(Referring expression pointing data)
-=-=-=-=-

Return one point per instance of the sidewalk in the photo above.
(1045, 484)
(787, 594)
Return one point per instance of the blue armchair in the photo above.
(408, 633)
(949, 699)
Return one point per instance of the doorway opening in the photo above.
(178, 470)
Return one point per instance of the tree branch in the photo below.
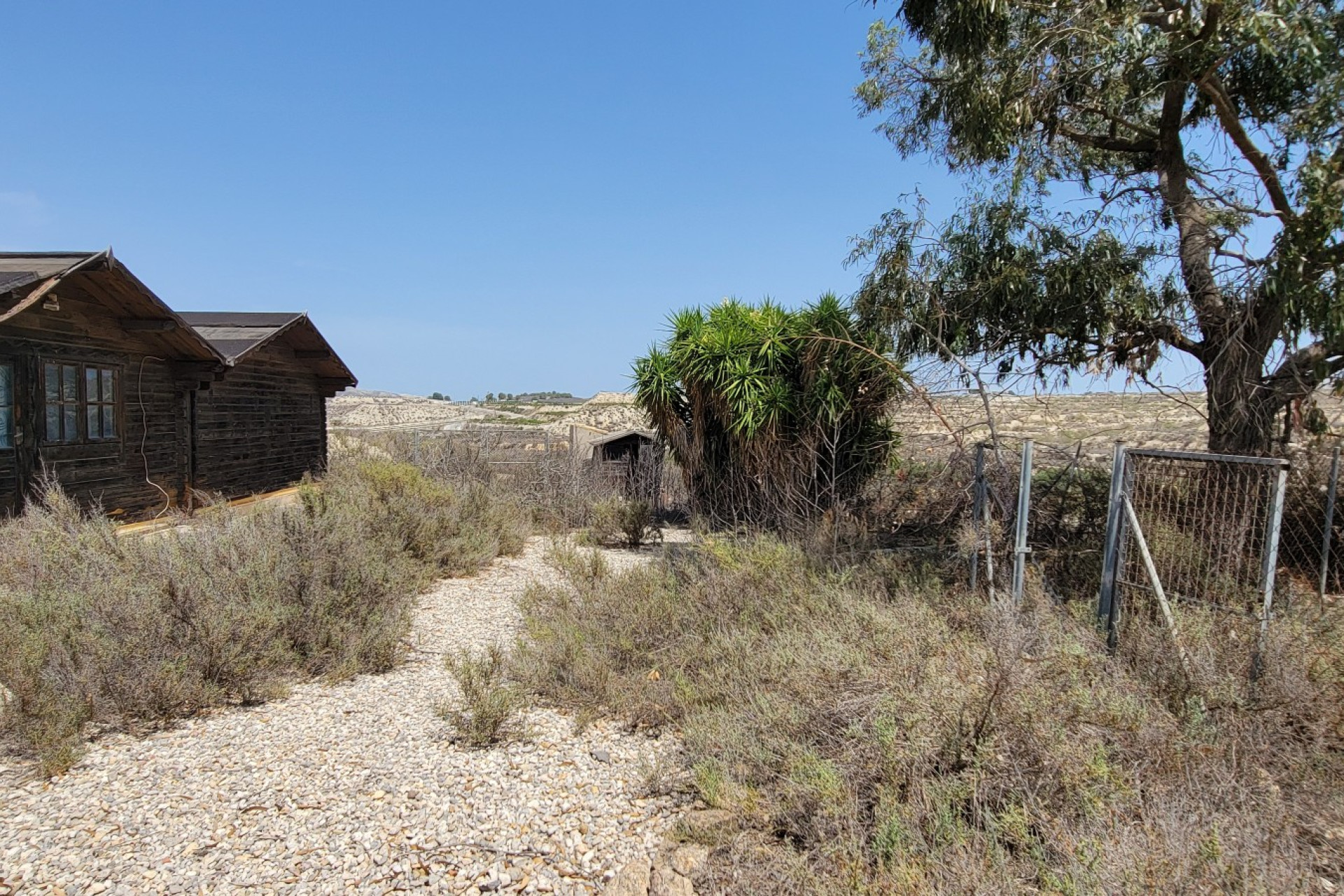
(1110, 144)
(1304, 370)
(1212, 88)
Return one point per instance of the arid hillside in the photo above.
(927, 425)
(1094, 419)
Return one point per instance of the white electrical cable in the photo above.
(144, 431)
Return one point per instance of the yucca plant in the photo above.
(774, 415)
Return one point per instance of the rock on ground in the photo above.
(351, 788)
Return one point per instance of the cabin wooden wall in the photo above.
(262, 426)
(132, 476)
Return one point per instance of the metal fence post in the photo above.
(1329, 527)
(977, 496)
(1107, 609)
(1021, 550)
(1270, 567)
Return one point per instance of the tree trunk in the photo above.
(1241, 409)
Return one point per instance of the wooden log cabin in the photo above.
(134, 407)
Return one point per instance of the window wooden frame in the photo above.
(80, 402)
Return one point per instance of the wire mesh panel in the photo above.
(1312, 552)
(1209, 526)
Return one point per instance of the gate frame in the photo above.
(1117, 526)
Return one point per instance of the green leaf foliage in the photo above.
(774, 415)
(1148, 178)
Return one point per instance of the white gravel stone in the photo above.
(350, 788)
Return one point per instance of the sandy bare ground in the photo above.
(355, 788)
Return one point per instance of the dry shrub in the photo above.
(556, 489)
(125, 629)
(489, 704)
(879, 732)
(626, 523)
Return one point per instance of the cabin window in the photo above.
(81, 402)
(6, 406)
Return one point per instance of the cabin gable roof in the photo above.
(29, 280)
(235, 335)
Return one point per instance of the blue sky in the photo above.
(465, 198)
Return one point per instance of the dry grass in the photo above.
(132, 630)
(875, 731)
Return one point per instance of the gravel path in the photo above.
(354, 788)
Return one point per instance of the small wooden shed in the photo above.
(631, 461)
(626, 445)
(134, 410)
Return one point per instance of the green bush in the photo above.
(225, 608)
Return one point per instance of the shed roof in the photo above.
(624, 434)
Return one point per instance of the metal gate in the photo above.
(1191, 527)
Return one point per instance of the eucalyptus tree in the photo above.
(1155, 178)
(773, 415)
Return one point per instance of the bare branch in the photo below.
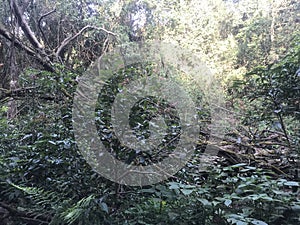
(25, 27)
(67, 40)
(40, 25)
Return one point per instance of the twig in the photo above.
(67, 40)
(39, 24)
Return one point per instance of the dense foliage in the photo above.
(253, 49)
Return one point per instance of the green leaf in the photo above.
(228, 202)
(258, 222)
(186, 191)
(292, 184)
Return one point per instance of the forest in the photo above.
(149, 112)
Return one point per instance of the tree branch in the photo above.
(67, 40)
(39, 24)
(25, 27)
(8, 36)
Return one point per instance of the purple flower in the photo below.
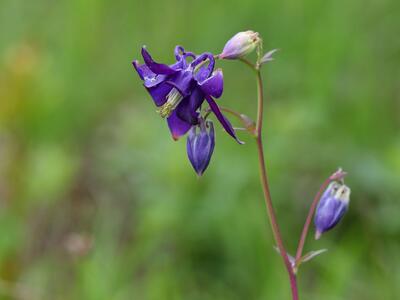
(331, 208)
(180, 89)
(241, 44)
(200, 145)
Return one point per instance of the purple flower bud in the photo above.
(200, 145)
(331, 208)
(240, 44)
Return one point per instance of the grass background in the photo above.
(97, 201)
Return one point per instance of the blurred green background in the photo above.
(97, 201)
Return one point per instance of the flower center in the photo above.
(173, 99)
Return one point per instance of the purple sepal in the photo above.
(200, 146)
(331, 208)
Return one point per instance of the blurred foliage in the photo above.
(97, 201)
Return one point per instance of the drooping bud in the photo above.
(331, 208)
(240, 45)
(200, 145)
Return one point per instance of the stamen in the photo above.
(173, 99)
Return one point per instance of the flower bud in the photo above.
(240, 44)
(331, 208)
(200, 146)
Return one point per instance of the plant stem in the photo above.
(266, 191)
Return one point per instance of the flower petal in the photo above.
(142, 70)
(156, 67)
(182, 81)
(177, 126)
(213, 85)
(221, 118)
(204, 71)
(187, 109)
(159, 93)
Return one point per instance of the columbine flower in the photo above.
(200, 145)
(179, 90)
(240, 45)
(331, 208)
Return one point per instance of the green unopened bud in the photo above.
(240, 45)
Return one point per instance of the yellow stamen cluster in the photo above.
(173, 99)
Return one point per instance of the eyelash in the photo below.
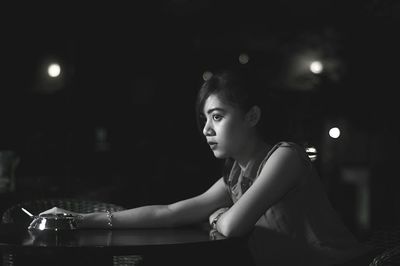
(217, 117)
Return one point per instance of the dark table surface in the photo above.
(196, 244)
(16, 238)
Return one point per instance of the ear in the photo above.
(253, 115)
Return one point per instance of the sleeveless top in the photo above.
(301, 228)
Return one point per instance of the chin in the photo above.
(220, 155)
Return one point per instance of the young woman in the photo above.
(269, 191)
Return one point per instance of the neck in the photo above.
(250, 150)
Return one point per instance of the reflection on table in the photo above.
(180, 246)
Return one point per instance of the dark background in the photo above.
(119, 125)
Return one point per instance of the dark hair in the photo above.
(237, 87)
(242, 88)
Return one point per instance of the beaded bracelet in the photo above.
(109, 218)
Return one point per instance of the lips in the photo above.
(212, 144)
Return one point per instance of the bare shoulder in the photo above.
(286, 158)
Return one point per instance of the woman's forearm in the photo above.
(151, 216)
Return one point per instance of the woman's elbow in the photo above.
(229, 229)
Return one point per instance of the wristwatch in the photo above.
(215, 220)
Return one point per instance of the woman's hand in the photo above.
(215, 215)
(56, 210)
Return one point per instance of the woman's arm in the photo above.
(189, 211)
(280, 174)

-=-=-=-=-

*EXERCISE INSTRUCTIONS:*
With the pictures removed, copy the data above word for word.

*FINISHED TASK:*
Return one point per instance of the sidewalk in the photo above.
(1045, 484)
(787, 594)
Return one point per instance of the blue armchair in the photo above.
(408, 633)
(949, 699)
Return one point per instance of the doorway opening in the photo above.
(178, 470)
Return one point per instance of the tree branch in the photo below.
(1110, 144)
(1304, 370)
(1212, 88)
Return one point per instance of the arid hillside in the photo above.
(927, 425)
(1094, 419)
Return one point per instance of the white electrical cable in the photo above.
(144, 431)
Return one point per instance of the yucca plant in the photo above.
(774, 415)
Return one point per instance of the rock on ground in the photo above.
(351, 788)
Return one point per instance of the cabin wooden wall in the photo above.
(262, 426)
(132, 476)
Return one point per instance of the metal fence post in the photo above.
(1329, 527)
(977, 496)
(1107, 609)
(1021, 550)
(1270, 567)
Return one point per instance of the tree trunk in the photo above.
(1241, 409)
Return one point per instance of the wooden log cabin in the photo above.
(134, 407)
Return one point per instance of the window wooden frame in the photo above.
(80, 402)
Return one point per instance of the wire mesh panel in the photo above.
(1312, 552)
(1209, 526)
Return one point per instance of the gate frame in the photo above.
(1117, 526)
Return one point per instance of the green leaf foliage in the photo above.
(774, 415)
(1148, 178)
Return one point per instance of the white gravel stone in the photo above.
(350, 788)
Return one point per instance of the sandy bare ground in the photo above.
(355, 788)
Return one point per instance of the dry shrub in the photo above.
(556, 489)
(125, 629)
(489, 704)
(879, 732)
(626, 523)
Return one point per instance of the cabin window in the photo above.
(81, 402)
(6, 406)
Return one point per instance of the cabin gable roof in the photo above.
(29, 280)
(235, 335)
Return one point per instance of the blue sky in the photo above.
(465, 198)
Return one point per instance of the dry grass in the photo above.
(132, 630)
(875, 731)
Return one point per instance of the gravel path in the photo above.
(354, 788)
Return one point per instance of the small wooden shed in the photo above.
(631, 461)
(626, 445)
(134, 410)
Return one point per instance of the green bush in the photo above.
(225, 608)
Return one point per instance of the shed roof in the photo above.
(624, 434)
Return one point per instance of the metal gate in the photo above.
(1191, 527)
Return one point per instance of the eucalyptus tree in the photo above.
(1155, 178)
(773, 415)
Return one point per instance of the bare branch in the photo below.
(25, 27)
(67, 40)
(40, 25)
Return one point per instance of the twig in the photo above.
(67, 40)
(39, 24)
Return one point per instance of the dense foliage in the photo above.
(253, 49)
Return one point per instance of the green leaf in the photo above.
(228, 202)
(258, 222)
(186, 191)
(292, 184)
Return one point per instance of the forest in the photo above.
(149, 112)
Return one point per instance of the tree branch in the photo above.
(67, 40)
(39, 24)
(25, 27)
(8, 36)
Return one point per instance of the purple flower in the photo below.
(331, 208)
(180, 89)
(241, 44)
(200, 145)
Return one point per instance of the purple flower bud in the photo above.
(200, 145)
(331, 208)
(240, 44)
Return one point per instance of the grass background in the photo above.
(97, 201)
Return one point per instance of the blurred green background in the photo above.
(97, 201)
Return one point per instance of the flower center in the photo above.
(173, 99)
Return one point per instance of the purple sepal in the photo above.
(200, 146)
(331, 208)
Return one point per instance of the blurred foliage in the photo above.
(97, 201)
Return one point per instance of the drooping bud in the photo above.
(331, 208)
(240, 45)
(200, 145)
Return one point per instance of the stamen in the photo above.
(173, 99)
Return one point per instance of the flower bud in the photo above.
(240, 44)
(331, 208)
(200, 146)
Return one point per instance of the plant stem in the photo above.
(266, 191)
Return one point per instance of the flower petal in the photo above.
(142, 70)
(156, 67)
(182, 81)
(177, 126)
(213, 85)
(221, 118)
(204, 71)
(187, 109)
(159, 93)
Return one point per instance of the columbine flower in the photo above.
(200, 145)
(179, 90)
(240, 45)
(331, 208)
Return one point per instance of the green unopened bud in the photo above.
(240, 45)
Return one point per instance of the yellow stamen cluster in the photo above.
(173, 99)
Return one point per instance of the eyelash in the photo below.
(217, 117)
Return one point per instance of the dark table surface in the photo above.
(196, 244)
(16, 238)
Return one point per instance of the ear in the photo above.
(253, 115)
Return one point per instance of the sleeveless top in the photo above.
(301, 228)
Return one point per instance of the chin in the photo above.
(220, 155)
Return one point per instance of the young woman in the photo above.
(269, 191)
Return one point per instance of the neck in the photo above.
(250, 150)
Return one point per instance of the reflection on table in the photo above.
(180, 246)
Return one point per instance of the dark background in the photo above.
(119, 125)
Return one point per instance of the dark hair in the photo above.
(237, 87)
(242, 88)
Return one point per instance of the beaded bracelet in the photo above.
(109, 218)
Return one point per instance of the lips in the photo above.
(212, 144)
Return one point per instance of the bare shoulder in the photo above.
(286, 158)
Return one point per instance of the woman's forearm in the photo above.
(151, 216)
Return one point per instance of the woman's elbow in the photo above.
(229, 229)
Return one point per instance of the wristwatch in the photo above.
(215, 220)
Return one point per instance of the woman's hand in the photo above.
(215, 215)
(56, 210)
Return one point per instance of the woman's arm in the photo above.
(189, 211)
(280, 174)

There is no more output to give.